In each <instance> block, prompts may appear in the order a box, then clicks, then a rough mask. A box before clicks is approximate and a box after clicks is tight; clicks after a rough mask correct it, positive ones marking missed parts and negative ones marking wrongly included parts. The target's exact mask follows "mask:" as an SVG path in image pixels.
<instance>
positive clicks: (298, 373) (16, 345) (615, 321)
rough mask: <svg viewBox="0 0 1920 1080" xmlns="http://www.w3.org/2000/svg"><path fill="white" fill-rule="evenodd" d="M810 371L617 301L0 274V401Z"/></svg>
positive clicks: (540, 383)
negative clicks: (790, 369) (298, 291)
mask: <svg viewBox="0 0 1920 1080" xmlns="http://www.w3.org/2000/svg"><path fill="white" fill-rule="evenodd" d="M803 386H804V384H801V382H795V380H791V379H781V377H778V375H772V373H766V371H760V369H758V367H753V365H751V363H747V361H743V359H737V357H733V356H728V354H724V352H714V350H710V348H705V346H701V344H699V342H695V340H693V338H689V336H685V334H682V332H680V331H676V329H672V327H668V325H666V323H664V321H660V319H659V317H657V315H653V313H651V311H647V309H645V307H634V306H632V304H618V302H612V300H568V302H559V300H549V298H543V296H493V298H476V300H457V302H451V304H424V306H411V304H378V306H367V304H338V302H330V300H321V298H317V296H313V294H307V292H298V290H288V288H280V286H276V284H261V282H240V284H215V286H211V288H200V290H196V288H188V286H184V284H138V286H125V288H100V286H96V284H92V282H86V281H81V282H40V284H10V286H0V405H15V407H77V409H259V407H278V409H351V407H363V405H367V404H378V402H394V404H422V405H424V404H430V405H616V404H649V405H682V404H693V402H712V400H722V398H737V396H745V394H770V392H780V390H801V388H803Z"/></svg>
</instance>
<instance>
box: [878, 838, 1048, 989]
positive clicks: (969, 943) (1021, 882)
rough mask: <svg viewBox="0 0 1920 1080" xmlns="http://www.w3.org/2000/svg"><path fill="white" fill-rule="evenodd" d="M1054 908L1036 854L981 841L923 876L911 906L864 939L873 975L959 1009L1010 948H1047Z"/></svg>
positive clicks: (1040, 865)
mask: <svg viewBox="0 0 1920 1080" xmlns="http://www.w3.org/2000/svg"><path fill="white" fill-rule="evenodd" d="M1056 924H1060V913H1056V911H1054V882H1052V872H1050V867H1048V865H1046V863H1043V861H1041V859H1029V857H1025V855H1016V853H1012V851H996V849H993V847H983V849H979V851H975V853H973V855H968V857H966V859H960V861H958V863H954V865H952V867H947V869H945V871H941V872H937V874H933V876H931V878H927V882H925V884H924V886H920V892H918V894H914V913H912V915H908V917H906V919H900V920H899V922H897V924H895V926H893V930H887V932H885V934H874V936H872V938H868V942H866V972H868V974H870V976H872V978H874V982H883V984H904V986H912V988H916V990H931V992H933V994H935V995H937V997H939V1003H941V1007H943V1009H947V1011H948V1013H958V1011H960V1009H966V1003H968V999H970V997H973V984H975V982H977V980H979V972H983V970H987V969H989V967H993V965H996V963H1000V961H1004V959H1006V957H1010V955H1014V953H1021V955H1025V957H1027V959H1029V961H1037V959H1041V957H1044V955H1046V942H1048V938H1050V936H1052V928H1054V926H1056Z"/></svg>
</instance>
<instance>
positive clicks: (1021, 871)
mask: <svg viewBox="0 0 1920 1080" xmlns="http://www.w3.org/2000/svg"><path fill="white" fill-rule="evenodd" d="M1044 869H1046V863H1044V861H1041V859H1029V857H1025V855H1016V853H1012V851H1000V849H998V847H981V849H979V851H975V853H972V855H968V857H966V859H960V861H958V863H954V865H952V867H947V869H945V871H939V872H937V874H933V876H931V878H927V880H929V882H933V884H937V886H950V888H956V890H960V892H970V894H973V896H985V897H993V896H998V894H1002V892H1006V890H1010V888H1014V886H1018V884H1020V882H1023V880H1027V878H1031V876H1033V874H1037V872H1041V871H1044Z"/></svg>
* * *
Search the data above for the word "rough". Copy each line it is in.

In each <instance> block, prompts may appear in the order a box, then clicks, then a rough mask. A box before clicks is approximate and a box after clicks is tight; clicks after a rough mask correct it, positive ones marking missed parts and negative ones marking wrongly included parts. The target's exact mask follows "mask:" as an SVG path in image pixels.
rough mask: <svg viewBox="0 0 1920 1080" xmlns="http://www.w3.org/2000/svg"><path fill="white" fill-rule="evenodd" d="M810 371L617 301L0 274V401Z"/></svg>
rough mask: <svg viewBox="0 0 1920 1080" xmlns="http://www.w3.org/2000/svg"><path fill="white" fill-rule="evenodd" d="M1054 908L1036 854L981 841L923 876L911 906L864 939L873 975L959 1009L1010 948H1047Z"/></svg>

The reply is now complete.